**Written problem**
Pick out every line in the entries below that contains the word "curb", and copy each of those lines unchanged.

**Provided entries**
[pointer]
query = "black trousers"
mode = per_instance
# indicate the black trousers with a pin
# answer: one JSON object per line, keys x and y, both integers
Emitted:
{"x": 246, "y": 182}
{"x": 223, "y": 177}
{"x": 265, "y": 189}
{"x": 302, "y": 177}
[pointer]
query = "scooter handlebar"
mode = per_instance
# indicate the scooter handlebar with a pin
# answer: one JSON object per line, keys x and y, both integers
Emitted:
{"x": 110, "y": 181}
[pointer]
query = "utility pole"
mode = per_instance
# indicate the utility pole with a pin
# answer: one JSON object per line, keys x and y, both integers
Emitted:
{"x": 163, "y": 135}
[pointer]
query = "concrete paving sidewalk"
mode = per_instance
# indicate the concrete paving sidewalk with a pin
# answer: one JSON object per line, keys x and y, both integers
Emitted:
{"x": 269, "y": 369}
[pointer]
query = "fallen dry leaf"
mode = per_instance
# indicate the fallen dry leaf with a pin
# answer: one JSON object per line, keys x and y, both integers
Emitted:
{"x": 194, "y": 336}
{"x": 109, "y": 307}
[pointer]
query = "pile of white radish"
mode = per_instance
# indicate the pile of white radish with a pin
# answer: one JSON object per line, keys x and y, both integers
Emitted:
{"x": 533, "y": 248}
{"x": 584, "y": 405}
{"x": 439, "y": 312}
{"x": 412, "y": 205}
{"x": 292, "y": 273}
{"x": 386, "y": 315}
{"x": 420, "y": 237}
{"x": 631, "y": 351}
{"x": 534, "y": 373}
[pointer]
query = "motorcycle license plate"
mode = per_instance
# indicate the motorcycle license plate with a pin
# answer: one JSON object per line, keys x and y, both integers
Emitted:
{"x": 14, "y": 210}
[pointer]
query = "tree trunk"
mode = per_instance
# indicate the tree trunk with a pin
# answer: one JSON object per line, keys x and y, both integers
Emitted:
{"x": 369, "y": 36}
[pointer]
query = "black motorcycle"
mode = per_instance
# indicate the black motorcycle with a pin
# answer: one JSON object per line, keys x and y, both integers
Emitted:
==
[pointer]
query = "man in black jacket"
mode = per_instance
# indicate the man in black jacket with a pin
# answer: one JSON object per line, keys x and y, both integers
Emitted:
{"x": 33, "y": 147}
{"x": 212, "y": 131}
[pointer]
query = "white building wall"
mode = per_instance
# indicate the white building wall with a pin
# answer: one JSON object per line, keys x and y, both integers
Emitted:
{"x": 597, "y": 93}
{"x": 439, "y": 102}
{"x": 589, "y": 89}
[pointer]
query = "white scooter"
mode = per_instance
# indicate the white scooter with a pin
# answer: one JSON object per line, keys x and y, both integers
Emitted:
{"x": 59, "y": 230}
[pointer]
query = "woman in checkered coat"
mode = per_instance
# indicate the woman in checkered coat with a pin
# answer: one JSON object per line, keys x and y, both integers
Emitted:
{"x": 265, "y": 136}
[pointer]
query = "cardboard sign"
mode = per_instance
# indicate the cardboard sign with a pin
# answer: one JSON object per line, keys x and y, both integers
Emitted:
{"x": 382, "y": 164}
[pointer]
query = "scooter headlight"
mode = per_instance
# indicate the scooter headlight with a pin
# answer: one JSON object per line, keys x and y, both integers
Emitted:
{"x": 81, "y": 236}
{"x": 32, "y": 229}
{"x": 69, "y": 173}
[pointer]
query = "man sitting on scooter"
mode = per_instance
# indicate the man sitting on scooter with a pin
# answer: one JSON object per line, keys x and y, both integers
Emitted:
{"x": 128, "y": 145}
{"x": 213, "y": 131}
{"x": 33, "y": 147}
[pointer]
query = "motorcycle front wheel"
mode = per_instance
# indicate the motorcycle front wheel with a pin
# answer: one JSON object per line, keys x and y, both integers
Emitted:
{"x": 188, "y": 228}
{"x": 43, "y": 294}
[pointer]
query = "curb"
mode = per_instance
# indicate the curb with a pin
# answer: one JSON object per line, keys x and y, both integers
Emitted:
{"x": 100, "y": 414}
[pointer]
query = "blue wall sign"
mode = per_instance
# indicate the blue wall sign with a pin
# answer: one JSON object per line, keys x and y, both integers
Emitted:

**Exercise output**
query = "curb"
# indicate the curb with a pin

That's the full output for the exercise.